↓↓↓
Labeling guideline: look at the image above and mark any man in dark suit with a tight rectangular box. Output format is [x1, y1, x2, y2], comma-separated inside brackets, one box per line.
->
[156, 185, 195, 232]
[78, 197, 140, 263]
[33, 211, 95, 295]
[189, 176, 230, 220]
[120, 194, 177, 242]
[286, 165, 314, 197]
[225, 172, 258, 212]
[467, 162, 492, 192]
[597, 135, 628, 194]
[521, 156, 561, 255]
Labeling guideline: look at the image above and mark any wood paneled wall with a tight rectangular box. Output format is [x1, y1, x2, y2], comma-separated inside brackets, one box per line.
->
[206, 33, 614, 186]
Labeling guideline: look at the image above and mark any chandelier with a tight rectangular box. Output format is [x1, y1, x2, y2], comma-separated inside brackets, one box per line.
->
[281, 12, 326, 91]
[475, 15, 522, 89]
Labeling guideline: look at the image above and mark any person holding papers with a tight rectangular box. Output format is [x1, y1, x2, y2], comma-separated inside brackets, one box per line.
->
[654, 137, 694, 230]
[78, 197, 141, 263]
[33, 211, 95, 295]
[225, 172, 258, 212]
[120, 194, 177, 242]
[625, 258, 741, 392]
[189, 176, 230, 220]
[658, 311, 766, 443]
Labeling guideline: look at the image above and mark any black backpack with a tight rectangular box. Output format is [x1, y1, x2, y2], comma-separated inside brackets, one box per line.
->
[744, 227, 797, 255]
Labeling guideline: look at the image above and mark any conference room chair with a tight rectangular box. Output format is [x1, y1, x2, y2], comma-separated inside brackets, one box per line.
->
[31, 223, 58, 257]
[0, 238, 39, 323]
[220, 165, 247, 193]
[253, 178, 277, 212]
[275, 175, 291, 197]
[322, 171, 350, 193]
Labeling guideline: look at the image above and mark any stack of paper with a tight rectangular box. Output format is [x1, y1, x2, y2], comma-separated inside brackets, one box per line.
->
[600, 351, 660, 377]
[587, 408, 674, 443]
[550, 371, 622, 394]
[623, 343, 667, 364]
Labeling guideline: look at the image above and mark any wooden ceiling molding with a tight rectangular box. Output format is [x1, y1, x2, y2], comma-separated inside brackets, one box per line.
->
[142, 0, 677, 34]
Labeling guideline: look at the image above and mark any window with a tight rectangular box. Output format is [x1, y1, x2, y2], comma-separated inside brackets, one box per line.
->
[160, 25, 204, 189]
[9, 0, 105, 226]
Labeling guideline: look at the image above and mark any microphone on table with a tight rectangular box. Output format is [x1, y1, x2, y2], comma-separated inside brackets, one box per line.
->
↑↑↑
Stated task: Put every line of the records above into a JSON list of strings, one string per line, leaving out any blank lines.

Exercise answer:
[
  "Labeling guideline: look at the image above and mark any man in dark suit with a tight rectangular box. Output format is [x1, y1, x2, y2], comma-separated inside brackets, one box per line.",
  "->",
  "[156, 185, 195, 232]",
  "[78, 197, 140, 263]",
  "[33, 211, 95, 295]",
  "[189, 176, 230, 220]",
  "[120, 194, 177, 242]",
  "[286, 165, 314, 197]",
  "[225, 172, 258, 212]",
  "[467, 162, 492, 192]",
  "[597, 135, 628, 194]",
  "[521, 156, 561, 255]",
  "Labeling guideline: look at the image above and mark any wood paneled wall with a tight rectangular box. Output format is [x1, y1, x2, y2], comma-separated inside brackets, one box per line.",
  "->",
  "[206, 33, 614, 186]",
  "Labeling guideline: look at the image above and mark any chandelier with a tight rectangular box. Output format is [x1, y1, x2, y2], comma-separated inside brackets, one box per line.",
  "->",
  "[281, 12, 326, 91]",
  "[475, 15, 522, 89]",
  "Labeling guideline: look at the image above and mark any person holding papers with a tight rectangular box. Output format is [x1, y1, x2, y2], comma-separated inside brackets, one box per line.",
  "->",
  "[654, 137, 694, 230]",
  "[78, 197, 141, 263]",
  "[33, 211, 95, 295]",
  "[225, 172, 258, 212]",
  "[120, 194, 177, 242]",
  "[625, 258, 741, 392]",
  "[189, 176, 230, 220]",
  "[658, 311, 766, 443]",
  "Labeling guideline: look at the image above and mark any black backpack with a tight rectangular box. Output format is [x1, y1, x2, y2], comma-separated inside brackets, one box per line.",
  "->",
  "[744, 227, 797, 255]",
  "Labeling guideline: look at the image above and mark any conference room chair with a tight rectangular box. Output format is [x1, y1, x2, y2], comma-separated inside brackets, one box per line.",
  "->",
  "[31, 223, 58, 257]",
  "[0, 238, 39, 323]",
  "[220, 165, 247, 193]",
  "[253, 178, 277, 212]",
  "[275, 175, 291, 197]",
  "[322, 171, 350, 193]",
  "Labeling guideline: look at the image above and mark any stack of paper with a tight rectangular box. Output format is [x1, y1, x2, y2], comma-separated inside brackets, one box per line.",
  "->",
  "[600, 351, 660, 377]",
  "[587, 408, 674, 443]",
  "[550, 371, 622, 394]",
  "[623, 343, 667, 364]",
  "Labeling guideline: look at the image above and mark any wooden ceiling molding with a tight rectangular box. Output format is [x1, y1, x2, y2], comma-separated inside brackets, one box per line.",
  "->",
  "[142, 0, 677, 34]",
  "Labeling guideline: look at the image above and mark any window with a tight rectangular box. Output format is [x1, y1, x2, y2], comma-separated inside brackets, one box per line.",
  "->",
  "[160, 25, 204, 189]",
  "[9, 0, 105, 226]",
  "Labeling guideline: look at the image above and mark any microphone on table with a tight rectangular box. Output format is [x1, y1, x2, y2], comma-separated inside brackets, one box per line.",
  "->"
]